### EXERCISE DETAILS
Count the lines in the listing below that contain the word "yellow", and give only that number.

----

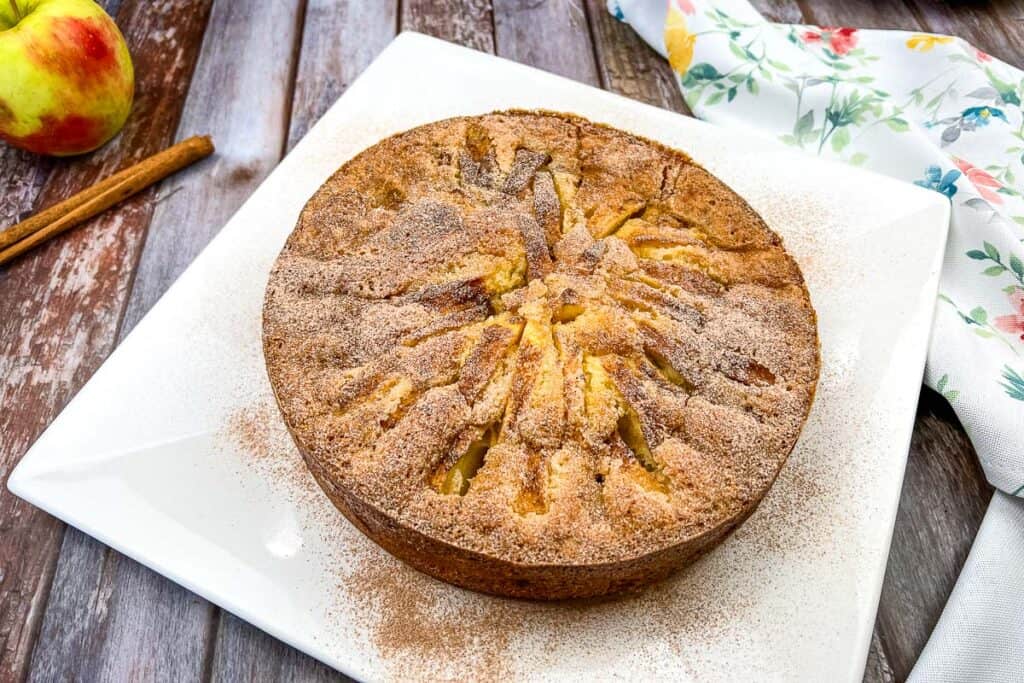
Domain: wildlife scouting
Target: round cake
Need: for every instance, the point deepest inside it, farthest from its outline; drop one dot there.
(539, 356)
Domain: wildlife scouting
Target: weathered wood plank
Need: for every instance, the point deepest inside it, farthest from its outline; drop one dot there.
(239, 94)
(944, 499)
(994, 27)
(60, 305)
(931, 538)
(341, 37)
(860, 13)
(468, 23)
(109, 619)
(340, 40)
(22, 176)
(628, 66)
(552, 36)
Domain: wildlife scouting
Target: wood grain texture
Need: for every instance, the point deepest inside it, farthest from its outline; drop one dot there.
(931, 537)
(943, 501)
(340, 40)
(467, 23)
(239, 94)
(552, 36)
(628, 66)
(994, 26)
(109, 619)
(60, 305)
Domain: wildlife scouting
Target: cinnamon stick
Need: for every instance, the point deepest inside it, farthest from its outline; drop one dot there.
(95, 199)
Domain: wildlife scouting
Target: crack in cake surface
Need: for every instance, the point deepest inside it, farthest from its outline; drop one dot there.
(531, 311)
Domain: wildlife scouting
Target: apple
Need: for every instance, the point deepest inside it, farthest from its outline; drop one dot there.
(67, 80)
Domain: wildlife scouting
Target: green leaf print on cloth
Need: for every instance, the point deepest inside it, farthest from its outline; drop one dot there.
(927, 109)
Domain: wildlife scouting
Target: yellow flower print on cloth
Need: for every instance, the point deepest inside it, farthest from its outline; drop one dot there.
(678, 40)
(923, 42)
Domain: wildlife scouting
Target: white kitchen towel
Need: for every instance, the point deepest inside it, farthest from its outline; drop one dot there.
(934, 111)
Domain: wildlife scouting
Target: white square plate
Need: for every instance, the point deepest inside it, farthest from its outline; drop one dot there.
(174, 455)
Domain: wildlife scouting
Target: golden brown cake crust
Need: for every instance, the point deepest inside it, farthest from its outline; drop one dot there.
(539, 356)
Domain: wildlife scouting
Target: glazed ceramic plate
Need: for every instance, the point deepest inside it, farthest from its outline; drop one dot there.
(174, 454)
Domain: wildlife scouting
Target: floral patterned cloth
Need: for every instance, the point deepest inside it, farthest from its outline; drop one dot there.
(927, 109)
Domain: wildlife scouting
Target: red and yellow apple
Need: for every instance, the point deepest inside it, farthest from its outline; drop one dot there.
(67, 81)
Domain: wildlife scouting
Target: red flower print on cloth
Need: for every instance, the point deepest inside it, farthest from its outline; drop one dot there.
(982, 180)
(1014, 324)
(839, 39)
(685, 6)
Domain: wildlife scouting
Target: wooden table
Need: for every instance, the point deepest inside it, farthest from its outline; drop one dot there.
(256, 75)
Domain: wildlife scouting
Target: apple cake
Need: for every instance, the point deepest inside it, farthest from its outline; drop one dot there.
(539, 356)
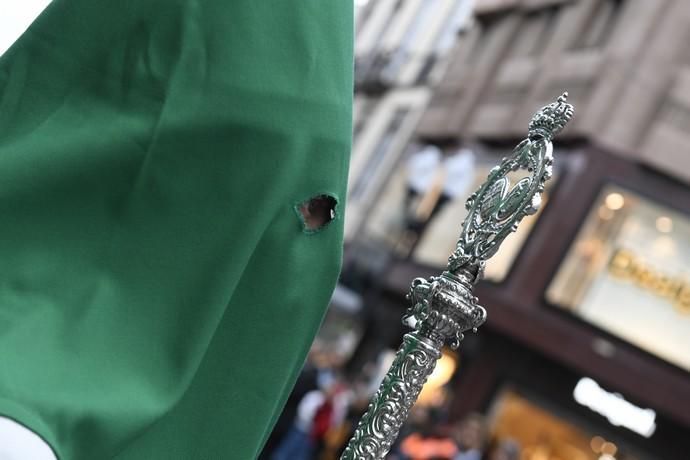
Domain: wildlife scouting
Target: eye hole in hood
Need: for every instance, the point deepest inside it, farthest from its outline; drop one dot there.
(317, 212)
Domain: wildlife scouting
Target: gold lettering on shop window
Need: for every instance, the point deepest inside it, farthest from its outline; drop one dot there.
(625, 265)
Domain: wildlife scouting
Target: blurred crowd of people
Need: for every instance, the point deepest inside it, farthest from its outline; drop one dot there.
(324, 409)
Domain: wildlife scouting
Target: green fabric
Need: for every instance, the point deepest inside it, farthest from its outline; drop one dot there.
(158, 293)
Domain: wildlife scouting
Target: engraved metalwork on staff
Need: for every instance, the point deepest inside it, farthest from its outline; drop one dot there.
(444, 307)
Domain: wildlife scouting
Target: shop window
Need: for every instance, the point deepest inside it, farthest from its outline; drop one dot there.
(627, 273)
(548, 433)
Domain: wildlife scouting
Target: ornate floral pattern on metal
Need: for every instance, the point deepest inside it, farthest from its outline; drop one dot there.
(495, 210)
(444, 307)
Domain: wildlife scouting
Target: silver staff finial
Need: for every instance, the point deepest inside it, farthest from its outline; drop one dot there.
(444, 307)
(548, 121)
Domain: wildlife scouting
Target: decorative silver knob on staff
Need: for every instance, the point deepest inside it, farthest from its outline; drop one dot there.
(444, 307)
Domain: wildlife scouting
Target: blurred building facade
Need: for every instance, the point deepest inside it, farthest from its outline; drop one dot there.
(586, 353)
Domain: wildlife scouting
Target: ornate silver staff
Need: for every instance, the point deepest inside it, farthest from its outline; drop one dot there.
(444, 306)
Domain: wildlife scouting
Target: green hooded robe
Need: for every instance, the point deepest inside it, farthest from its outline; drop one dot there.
(158, 292)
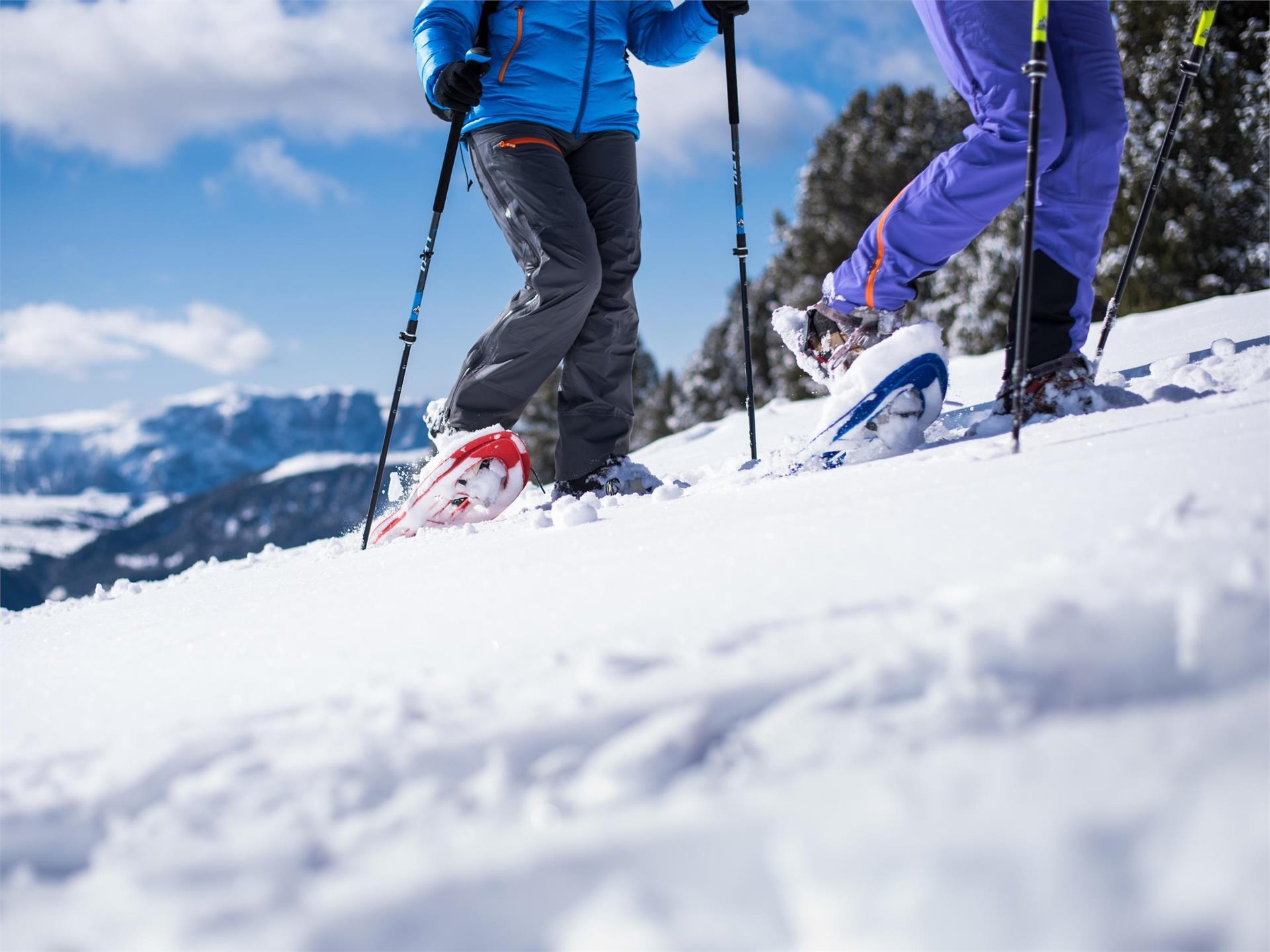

----

### COMPLETE OUTPUT
2